**What you need to do**
How many lines of the material below contain the string "blurred"? Case matters, so reply with the number alone.
==== Data for the task ====
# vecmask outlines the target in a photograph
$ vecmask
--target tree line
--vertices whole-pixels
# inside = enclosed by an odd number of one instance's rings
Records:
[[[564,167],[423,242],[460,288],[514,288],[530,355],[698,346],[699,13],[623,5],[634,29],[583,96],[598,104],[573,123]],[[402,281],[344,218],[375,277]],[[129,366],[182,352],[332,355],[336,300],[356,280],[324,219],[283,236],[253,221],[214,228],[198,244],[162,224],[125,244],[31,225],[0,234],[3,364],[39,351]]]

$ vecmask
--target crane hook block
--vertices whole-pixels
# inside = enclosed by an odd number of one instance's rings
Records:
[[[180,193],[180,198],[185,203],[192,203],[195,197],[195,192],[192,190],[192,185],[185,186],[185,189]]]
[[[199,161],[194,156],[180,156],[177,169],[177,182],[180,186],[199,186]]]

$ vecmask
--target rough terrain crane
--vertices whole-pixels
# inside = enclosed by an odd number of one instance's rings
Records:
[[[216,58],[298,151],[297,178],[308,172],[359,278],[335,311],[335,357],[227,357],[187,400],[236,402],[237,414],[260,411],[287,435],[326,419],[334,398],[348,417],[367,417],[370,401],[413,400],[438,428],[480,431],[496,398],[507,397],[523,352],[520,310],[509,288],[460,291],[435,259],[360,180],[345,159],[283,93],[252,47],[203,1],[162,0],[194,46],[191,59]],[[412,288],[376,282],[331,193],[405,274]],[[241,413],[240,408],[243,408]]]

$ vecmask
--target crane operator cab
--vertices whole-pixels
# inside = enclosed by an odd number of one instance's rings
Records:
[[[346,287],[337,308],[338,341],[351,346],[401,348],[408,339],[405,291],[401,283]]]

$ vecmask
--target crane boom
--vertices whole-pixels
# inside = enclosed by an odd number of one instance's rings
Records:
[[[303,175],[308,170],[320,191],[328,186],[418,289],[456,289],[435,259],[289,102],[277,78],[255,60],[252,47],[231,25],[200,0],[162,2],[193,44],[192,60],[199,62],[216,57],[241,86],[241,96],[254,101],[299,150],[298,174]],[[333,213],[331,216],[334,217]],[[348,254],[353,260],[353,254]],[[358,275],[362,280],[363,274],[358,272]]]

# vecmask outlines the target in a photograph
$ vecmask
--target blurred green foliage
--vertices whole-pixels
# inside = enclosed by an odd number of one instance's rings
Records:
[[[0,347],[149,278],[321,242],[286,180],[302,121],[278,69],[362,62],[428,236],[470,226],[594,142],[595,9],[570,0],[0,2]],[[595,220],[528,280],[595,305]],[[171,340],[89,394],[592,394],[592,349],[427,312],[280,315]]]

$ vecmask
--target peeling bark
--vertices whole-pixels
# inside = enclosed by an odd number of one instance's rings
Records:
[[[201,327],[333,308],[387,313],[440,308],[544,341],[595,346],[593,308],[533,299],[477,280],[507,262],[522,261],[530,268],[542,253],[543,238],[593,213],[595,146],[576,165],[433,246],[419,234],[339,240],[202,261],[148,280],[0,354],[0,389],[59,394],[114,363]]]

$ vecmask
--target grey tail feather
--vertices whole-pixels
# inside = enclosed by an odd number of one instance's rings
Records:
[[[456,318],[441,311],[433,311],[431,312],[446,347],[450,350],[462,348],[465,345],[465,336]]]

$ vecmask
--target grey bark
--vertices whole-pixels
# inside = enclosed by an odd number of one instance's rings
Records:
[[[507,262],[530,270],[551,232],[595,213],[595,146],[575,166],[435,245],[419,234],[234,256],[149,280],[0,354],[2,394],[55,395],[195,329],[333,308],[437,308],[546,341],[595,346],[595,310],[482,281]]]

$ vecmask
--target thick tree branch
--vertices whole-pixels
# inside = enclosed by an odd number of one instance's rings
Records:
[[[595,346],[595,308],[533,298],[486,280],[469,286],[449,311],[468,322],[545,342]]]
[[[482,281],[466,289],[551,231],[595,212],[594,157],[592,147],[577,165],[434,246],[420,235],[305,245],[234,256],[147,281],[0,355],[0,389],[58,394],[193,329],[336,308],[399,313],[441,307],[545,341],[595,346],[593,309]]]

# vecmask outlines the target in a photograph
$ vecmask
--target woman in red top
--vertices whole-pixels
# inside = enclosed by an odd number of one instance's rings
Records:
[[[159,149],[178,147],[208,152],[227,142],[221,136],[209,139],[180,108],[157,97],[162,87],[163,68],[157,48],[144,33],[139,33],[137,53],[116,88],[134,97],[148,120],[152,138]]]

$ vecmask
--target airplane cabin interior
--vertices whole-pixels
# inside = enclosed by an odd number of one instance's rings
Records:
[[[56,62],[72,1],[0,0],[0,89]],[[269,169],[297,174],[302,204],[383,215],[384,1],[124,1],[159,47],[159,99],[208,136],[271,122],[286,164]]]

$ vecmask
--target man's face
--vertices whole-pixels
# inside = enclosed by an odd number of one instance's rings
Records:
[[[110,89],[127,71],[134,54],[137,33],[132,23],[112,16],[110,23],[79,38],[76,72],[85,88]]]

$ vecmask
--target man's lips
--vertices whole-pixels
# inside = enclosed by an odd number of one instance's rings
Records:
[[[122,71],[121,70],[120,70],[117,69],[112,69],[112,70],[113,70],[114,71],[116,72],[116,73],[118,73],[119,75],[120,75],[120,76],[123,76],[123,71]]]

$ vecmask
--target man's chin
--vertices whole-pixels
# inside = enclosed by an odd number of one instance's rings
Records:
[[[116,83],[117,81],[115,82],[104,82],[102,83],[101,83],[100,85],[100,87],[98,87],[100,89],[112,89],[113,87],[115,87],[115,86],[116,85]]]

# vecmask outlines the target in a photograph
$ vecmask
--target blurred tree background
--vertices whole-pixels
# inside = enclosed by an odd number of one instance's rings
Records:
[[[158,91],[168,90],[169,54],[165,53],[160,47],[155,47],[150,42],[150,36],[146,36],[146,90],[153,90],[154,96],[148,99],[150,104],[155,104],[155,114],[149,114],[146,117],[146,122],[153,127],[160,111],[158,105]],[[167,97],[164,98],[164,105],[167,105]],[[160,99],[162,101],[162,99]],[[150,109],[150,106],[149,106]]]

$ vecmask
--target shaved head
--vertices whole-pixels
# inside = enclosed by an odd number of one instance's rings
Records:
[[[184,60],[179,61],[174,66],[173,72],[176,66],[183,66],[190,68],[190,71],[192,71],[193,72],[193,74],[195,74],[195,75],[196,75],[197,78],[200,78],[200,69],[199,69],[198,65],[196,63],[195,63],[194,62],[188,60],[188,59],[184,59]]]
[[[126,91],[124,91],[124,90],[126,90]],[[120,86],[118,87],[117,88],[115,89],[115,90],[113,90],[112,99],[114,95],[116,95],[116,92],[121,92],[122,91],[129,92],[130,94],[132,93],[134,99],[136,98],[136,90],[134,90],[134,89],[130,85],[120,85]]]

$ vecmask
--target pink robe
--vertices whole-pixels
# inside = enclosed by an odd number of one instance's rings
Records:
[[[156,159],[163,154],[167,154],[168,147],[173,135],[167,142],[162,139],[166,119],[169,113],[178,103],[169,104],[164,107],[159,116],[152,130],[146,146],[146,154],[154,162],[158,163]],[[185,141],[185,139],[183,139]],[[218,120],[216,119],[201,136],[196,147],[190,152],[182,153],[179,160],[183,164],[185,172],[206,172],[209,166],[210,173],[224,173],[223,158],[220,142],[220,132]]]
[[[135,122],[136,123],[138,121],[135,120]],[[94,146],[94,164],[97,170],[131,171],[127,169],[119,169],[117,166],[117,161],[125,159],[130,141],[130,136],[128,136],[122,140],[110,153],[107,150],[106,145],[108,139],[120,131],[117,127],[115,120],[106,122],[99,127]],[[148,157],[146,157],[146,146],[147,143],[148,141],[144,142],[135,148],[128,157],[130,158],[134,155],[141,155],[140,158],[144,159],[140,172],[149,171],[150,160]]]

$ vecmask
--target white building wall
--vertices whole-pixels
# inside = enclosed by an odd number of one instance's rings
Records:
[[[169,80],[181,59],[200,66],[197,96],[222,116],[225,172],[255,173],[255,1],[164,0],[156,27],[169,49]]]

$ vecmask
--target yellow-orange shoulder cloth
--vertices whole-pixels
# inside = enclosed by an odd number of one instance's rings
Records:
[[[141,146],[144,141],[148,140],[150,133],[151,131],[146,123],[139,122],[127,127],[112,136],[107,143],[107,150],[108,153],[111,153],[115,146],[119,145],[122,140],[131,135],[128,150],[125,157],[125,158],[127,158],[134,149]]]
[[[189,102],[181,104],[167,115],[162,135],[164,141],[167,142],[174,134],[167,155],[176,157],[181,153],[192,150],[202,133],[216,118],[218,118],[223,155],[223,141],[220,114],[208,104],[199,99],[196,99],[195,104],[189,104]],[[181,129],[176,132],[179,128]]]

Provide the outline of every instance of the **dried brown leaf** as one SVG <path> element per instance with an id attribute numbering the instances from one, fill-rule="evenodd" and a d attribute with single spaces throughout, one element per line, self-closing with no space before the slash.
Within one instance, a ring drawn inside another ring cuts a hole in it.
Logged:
====
**Solution to the problem**
2